— Begin AVAILABLE DATA —

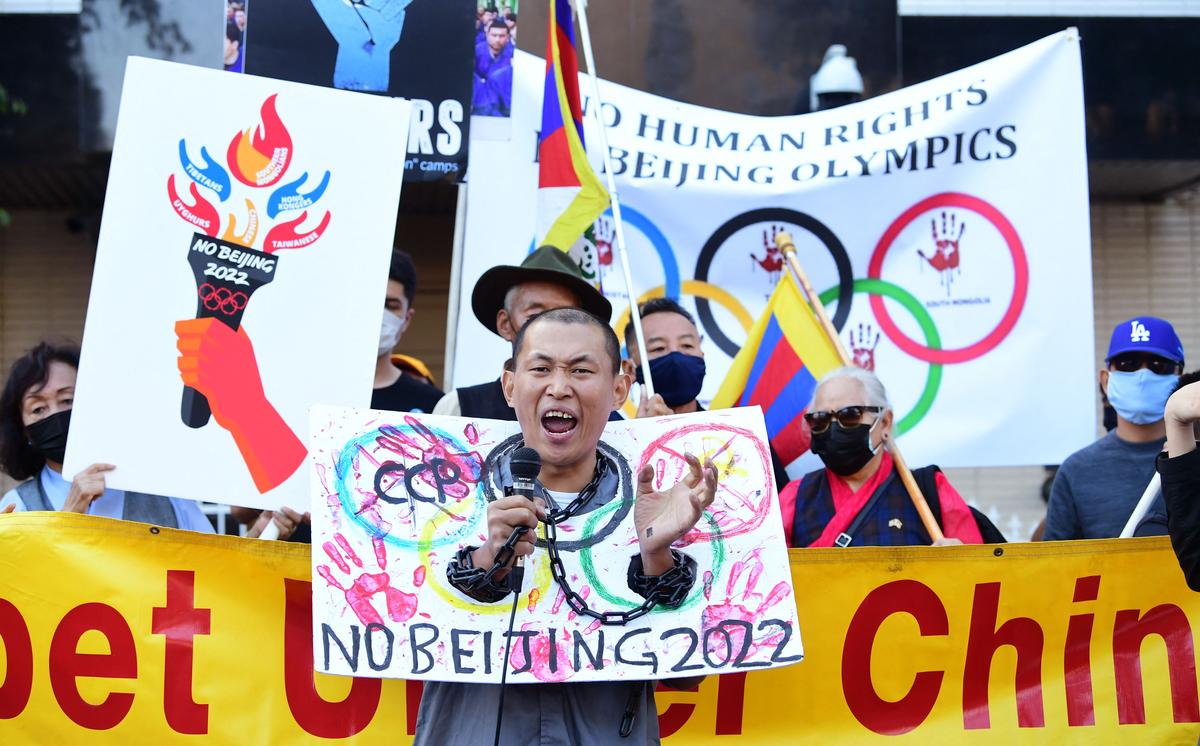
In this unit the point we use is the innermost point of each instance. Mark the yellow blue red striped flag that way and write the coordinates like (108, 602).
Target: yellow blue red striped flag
(778, 368)
(570, 197)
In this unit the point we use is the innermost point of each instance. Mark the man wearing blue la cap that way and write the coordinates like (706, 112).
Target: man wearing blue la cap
(1097, 487)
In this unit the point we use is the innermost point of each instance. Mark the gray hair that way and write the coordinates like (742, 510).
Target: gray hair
(873, 387)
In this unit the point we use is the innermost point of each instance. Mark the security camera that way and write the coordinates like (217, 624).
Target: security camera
(838, 82)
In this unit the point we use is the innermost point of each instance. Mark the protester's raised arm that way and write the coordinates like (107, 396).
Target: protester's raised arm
(1182, 413)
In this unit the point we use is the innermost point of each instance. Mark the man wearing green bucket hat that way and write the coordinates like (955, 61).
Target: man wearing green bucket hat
(504, 299)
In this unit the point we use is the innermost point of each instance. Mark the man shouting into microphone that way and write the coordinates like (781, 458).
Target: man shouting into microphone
(565, 380)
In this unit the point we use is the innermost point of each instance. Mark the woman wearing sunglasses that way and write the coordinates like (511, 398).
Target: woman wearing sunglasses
(858, 498)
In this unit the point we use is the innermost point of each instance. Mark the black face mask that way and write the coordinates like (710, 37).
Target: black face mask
(844, 450)
(48, 437)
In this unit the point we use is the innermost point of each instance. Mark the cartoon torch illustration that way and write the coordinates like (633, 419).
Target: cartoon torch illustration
(217, 360)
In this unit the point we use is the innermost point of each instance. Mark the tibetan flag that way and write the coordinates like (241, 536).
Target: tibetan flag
(570, 197)
(778, 368)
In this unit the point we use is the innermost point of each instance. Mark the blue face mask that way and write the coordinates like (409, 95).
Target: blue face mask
(1140, 397)
(677, 378)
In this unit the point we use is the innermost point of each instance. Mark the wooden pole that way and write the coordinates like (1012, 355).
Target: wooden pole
(785, 244)
(635, 316)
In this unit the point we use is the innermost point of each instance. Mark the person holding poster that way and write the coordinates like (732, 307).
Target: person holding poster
(858, 498)
(565, 380)
(1097, 487)
(508, 296)
(35, 420)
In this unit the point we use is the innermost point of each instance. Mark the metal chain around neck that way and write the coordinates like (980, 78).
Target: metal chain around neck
(574, 600)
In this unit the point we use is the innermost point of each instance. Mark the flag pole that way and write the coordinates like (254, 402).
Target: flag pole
(784, 240)
(1149, 495)
(635, 316)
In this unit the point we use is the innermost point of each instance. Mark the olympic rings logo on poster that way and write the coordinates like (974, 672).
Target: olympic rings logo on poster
(873, 286)
(222, 299)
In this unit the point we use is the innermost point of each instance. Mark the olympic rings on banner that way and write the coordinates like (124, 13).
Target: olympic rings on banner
(777, 215)
(690, 287)
(876, 288)
(1020, 280)
(222, 299)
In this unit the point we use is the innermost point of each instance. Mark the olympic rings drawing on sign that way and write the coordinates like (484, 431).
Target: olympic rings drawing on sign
(690, 287)
(345, 469)
(777, 215)
(1020, 281)
(589, 571)
(876, 288)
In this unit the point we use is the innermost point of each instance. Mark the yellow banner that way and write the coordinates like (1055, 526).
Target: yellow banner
(126, 633)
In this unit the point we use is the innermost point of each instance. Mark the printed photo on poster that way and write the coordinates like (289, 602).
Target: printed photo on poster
(496, 31)
(417, 49)
(235, 35)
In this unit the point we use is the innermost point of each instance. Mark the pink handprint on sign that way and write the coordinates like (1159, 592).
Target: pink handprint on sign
(862, 347)
(367, 585)
(946, 248)
(744, 609)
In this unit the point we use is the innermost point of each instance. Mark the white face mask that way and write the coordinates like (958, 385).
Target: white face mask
(389, 332)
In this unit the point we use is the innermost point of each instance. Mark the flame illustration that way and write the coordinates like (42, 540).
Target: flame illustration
(288, 196)
(247, 236)
(202, 214)
(210, 174)
(285, 234)
(258, 157)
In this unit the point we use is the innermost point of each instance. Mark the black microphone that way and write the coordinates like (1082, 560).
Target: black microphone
(525, 464)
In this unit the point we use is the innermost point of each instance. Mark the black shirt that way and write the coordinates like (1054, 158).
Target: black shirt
(406, 395)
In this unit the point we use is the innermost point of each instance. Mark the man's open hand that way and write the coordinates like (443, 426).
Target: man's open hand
(661, 517)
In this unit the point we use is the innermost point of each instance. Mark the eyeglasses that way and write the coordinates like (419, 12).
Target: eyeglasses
(1133, 361)
(846, 416)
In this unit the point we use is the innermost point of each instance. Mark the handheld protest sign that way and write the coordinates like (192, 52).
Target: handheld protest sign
(396, 495)
(251, 287)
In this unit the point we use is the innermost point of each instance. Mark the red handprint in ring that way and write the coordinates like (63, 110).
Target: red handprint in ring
(946, 248)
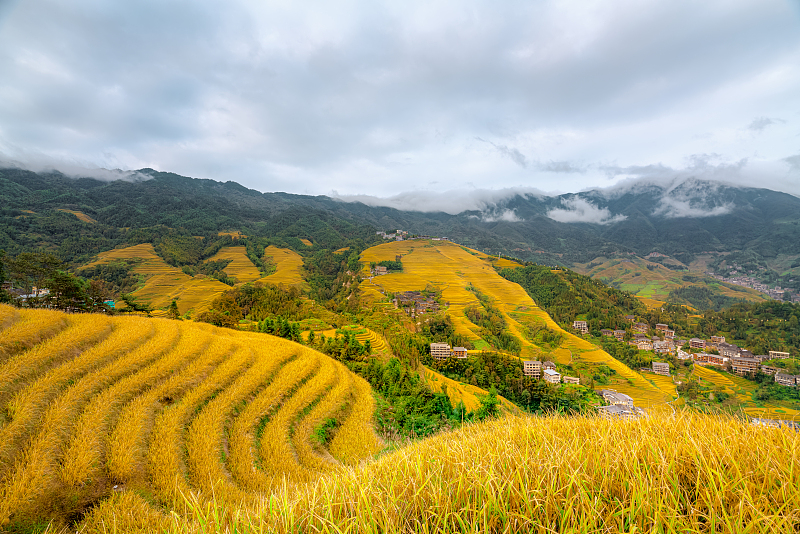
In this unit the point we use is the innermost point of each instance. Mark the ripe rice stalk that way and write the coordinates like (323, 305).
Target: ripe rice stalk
(31, 327)
(26, 407)
(85, 454)
(83, 330)
(669, 473)
(355, 439)
(241, 444)
(33, 486)
(205, 441)
(8, 316)
(312, 456)
(127, 445)
(166, 463)
(277, 456)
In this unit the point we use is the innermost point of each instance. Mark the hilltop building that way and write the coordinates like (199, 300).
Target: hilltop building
(661, 368)
(552, 376)
(532, 368)
(581, 326)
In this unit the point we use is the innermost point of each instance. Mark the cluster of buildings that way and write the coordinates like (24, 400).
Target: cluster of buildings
(740, 361)
(442, 351)
(546, 371)
(620, 406)
(402, 235)
(414, 303)
(776, 293)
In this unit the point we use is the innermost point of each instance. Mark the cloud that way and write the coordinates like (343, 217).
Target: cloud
(511, 153)
(673, 208)
(581, 210)
(43, 163)
(378, 97)
(794, 162)
(451, 202)
(760, 123)
(503, 215)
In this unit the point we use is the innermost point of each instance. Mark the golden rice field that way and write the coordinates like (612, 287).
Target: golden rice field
(165, 283)
(742, 389)
(98, 409)
(79, 214)
(452, 267)
(676, 473)
(240, 266)
(288, 265)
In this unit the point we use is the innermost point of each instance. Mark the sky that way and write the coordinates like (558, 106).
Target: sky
(398, 100)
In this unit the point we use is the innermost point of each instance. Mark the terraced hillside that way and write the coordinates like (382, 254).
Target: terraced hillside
(654, 280)
(162, 282)
(452, 268)
(288, 265)
(98, 408)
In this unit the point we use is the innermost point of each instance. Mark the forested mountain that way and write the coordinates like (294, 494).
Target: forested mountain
(681, 221)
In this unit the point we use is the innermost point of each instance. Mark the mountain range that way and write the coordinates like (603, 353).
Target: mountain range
(682, 220)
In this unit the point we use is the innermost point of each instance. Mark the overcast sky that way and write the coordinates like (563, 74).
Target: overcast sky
(383, 98)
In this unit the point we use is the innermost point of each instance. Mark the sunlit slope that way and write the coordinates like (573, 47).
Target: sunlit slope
(744, 391)
(240, 266)
(164, 283)
(288, 265)
(452, 268)
(165, 408)
(652, 280)
(669, 474)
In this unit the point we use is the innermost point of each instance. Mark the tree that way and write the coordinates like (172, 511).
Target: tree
(133, 305)
(4, 295)
(490, 405)
(32, 269)
(173, 312)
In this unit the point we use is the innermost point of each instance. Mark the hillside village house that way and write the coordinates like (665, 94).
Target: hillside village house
(459, 352)
(532, 368)
(744, 366)
(641, 327)
(620, 412)
(440, 351)
(552, 376)
(786, 380)
(616, 399)
(661, 368)
(697, 343)
(728, 350)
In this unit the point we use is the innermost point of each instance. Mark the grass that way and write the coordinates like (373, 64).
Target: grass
(452, 268)
(240, 266)
(164, 283)
(158, 407)
(288, 265)
(667, 474)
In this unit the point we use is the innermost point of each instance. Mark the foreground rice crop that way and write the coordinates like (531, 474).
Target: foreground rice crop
(97, 406)
(679, 472)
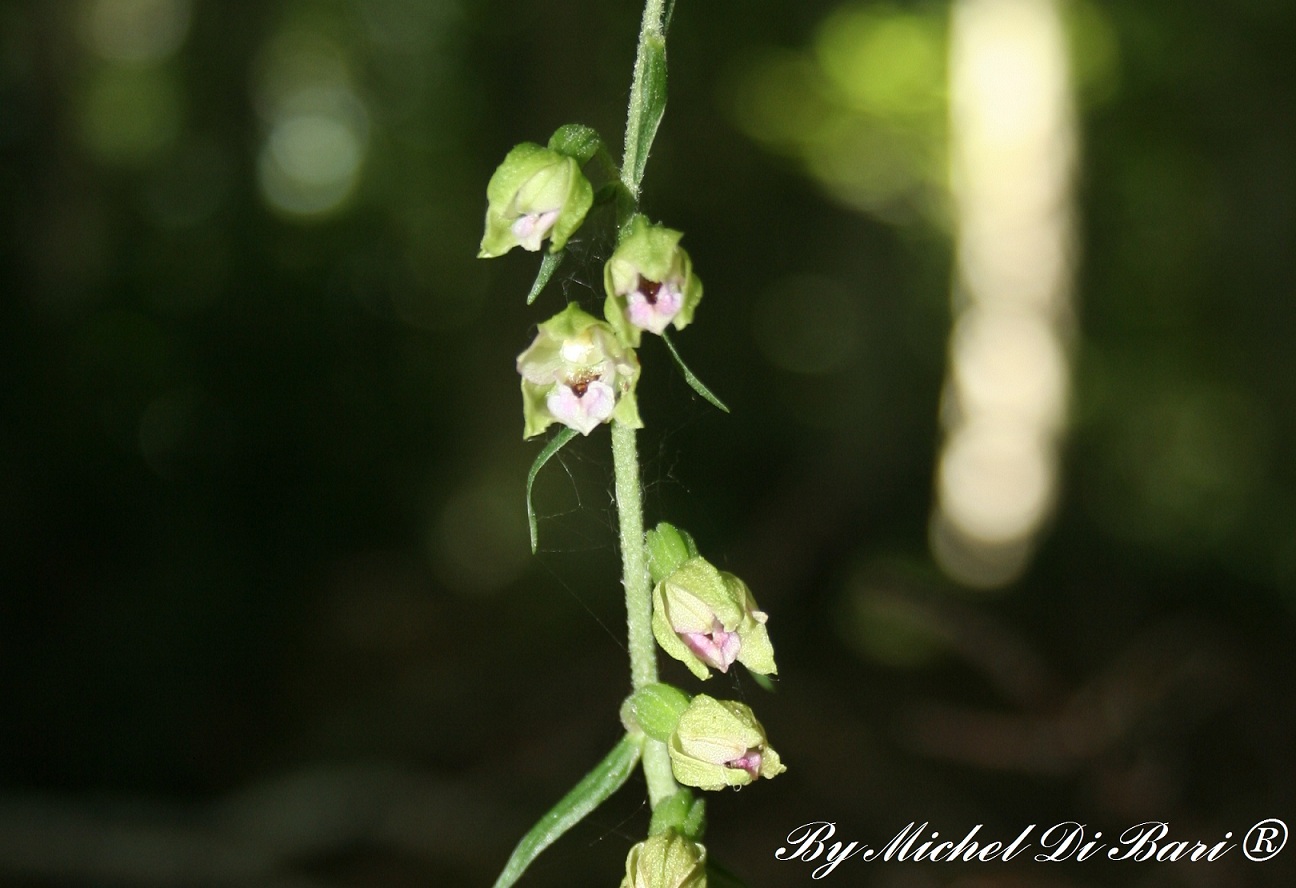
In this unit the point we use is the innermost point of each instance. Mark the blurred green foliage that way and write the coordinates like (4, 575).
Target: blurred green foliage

— End AVAILABLE DATA —

== STATED PROBLEM ==
Could you switch "overcast sky" to "cloudy sky" in the lines running from the one that contains "like (294, 494)." through the end of the material, both included, giving those lines again with nothing else changed and the pictures left out?

== COMPLETE ANSWER ==
In this unit the point we use is the innermost point of each instance. Mark the forested mountain that way and write the coordinates like (294, 494).
Target: forested mountain
(681, 221)
In this unit the point we use is the innermost point of each instance. Mark the mountain range that way and write the coordinates like (603, 353).
Target: mountain range
(682, 220)
In this unit the point we use is the innermost point of each instance. Mark the cloudy sky that way and write the coordinates like (563, 74).
Target: cloudy sky
(383, 98)
In this unit the point we use is the innermost point of each instance. Mark the sunlit slope that way and write the coordinates like (573, 47).
Target: sunlit slope
(744, 391)
(240, 266)
(164, 283)
(288, 265)
(452, 268)
(165, 408)
(652, 280)
(669, 474)
In this unit the point we use is the innermost point of each instance. Mark the tree that way and write the coordinates like (172, 511).
Target: tree
(133, 305)
(4, 295)
(490, 405)
(32, 269)
(173, 312)
In this unit the point we use is the innermost point of each instance. Mark the hillside village house that way and write the coordinates like (665, 94).
Target: hillside village house
(459, 352)
(532, 368)
(744, 366)
(641, 327)
(620, 412)
(440, 351)
(552, 376)
(786, 380)
(616, 399)
(661, 368)
(697, 343)
(728, 350)
In this unit the point we use is the innermost point of each instance. Mark the grass that way and write the coordinates like (373, 64).
Target: grass
(452, 268)
(240, 266)
(164, 283)
(158, 407)
(288, 265)
(667, 474)
In this unit the point we use is the innermost point of each instance. Mark the foreground rice crop that way and write the coordinates like (531, 474).
Target: foreground rice crop
(97, 406)
(679, 472)
In this unit the point we use is the innermost point of each instance. Mark the blurred green foliage that way and write the coordinates like (4, 575).
Target: blurred green foliage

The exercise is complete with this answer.